-------- Belge Bölümü --------

Çevresiyle Pratik Yapma

Manastır, Osmanlı subay adaylarının bir araya geldiği, aynı zamanda farklı milletlerden insanların bulunduğu bir şehirdi. Burada Fransızca konuşan öğretmenler, diplomatlar ve misyonerler bulunmaktaydı. Mustafa Kemal, fırsat buldukça onlarla iletişim kurmaya çalışmış, basit diyaloglarla kendini geliştirmiştir. Bu, onun dil öğrenmede kullandığı en önemli yöntemlerden biriydi: pratik yapmaktan çekinmemek.

Bir gün yakın arkadaşı Ali Fuat Cebesoy’un aktardığına göre, Mustafa Kemal, Fransızca konuşurken yaptığı bir gramer hatası nedeniyle hocasının gülümsemesine aldırmamış, “Hata yapmak öğrenmenin parçasıdır” diyerek konuşmaya devam etmiştir (Cebesoy, 1953). Bu tavır, onun özgüvenini ve öğrenmeye dair kararlılığını gösterir.

Sonuç: Fransızca’nın Bir Araç Olarak Yükselişi

Manastır yılları, Mustafa Kemal için Fransızca’nın artık yalnızca bir okul dersi olmaktan çıktığı, onun entelektüel bir araç haline geldiği dönemdi. Bu yıllarda Fransızca, sadece bir yabancı dil değil, aynı zamanda düşünceyi ve özgürlüğü keşfetmenin bir kapısı olmuştu. Kendi notlarında defalarca altını çizdiği gibi, “Dil, düşüncenin anahtarıdır.”

Harp Okulu ve Harp Akademisi Yılları (1899–1905)

1899 yılında İstanbul’a gelerek Harp Okulu’na kaydolan Mustafa Kemal, Balkanlar’ın çok dilli ortamından artık imparatorluğun merkezine adım atmıştı. İstanbul, imparatorluğun kalbi olmasının yanı sıra, aynı zamanda Avrupa ile Doğu’nun buluştuğu bir kültür merkezidir. Burada, dil öğrenimi yalnızca bireysel merak değil, aynı zamanda bir zorunluluktu. Çünkü Harp Okulu müfredatında yer alan derslerin büyük bir kısmı Fransızca askerî literatüre dayanmaktaydı.

Fransızca: Askerî Literatürün Dili

Mustafa Kemal, Harp Okulu’nda Fransızca’yı artık yalnızca edebiyat okumak için değil, askerî stratejileri anlamak için kullanmaya başladı. Özellikle Napoléon Bonaparte’ın seferleri, Jomini’nin strateji üzerine yazıları ve Clausewitz’in Fransızca çevirileri, onun derslerde üzerinde durduğu metinlerdi (Mango, 1999, s. 55). Bu eserleri okurken, not defterlerine Fransızca askeri terimlerin Türkçe karşılıklarını yazdığı görülmektedir.

-------- Gösterilen Bilgiler --------

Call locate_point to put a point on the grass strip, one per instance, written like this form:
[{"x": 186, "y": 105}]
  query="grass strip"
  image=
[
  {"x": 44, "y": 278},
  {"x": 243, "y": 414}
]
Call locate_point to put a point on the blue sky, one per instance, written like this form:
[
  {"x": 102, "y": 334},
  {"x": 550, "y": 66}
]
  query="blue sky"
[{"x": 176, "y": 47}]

--------
-------- Gösterilen Bilgiler --------

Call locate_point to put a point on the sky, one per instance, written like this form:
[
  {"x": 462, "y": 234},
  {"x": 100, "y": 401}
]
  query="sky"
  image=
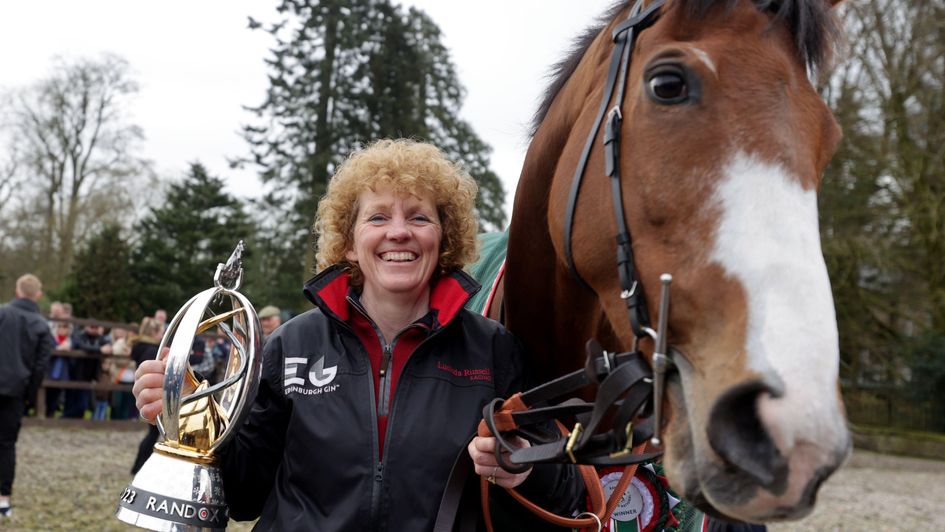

--------

## [Yapılacaklar]
1 > Mustafa Kemal'in Fransızca öğrenimini anlatan metne göre şu soruları yanıtlayın:
(a) Manastır'da Fransızca konuşan hangi kişiler bulunuyordu?
(b) Mustafa Kemal Harp Okulu'na hangi yılda kaydoldu?
(c) Harp Okulu müfredatındaki derslerin büyük bir kısmı neye dayanıyordu?
2 > Listede "blue" dizesini içeren bütün satırları toplayıp olduğu gibi yazın.
Listenin metinle hiçbir ilgisi yoktur.

## [Alıştırma Sonuçları]
1 >
(a) Öğretmenler, diplomatlar ve misyonerler.
(b) 1899 yılında.
(c) Fransızca askerî literatüre.

2 >
Call locate_point to put a point on the blue sky, one per instance, written like this form:
  query="blue sky"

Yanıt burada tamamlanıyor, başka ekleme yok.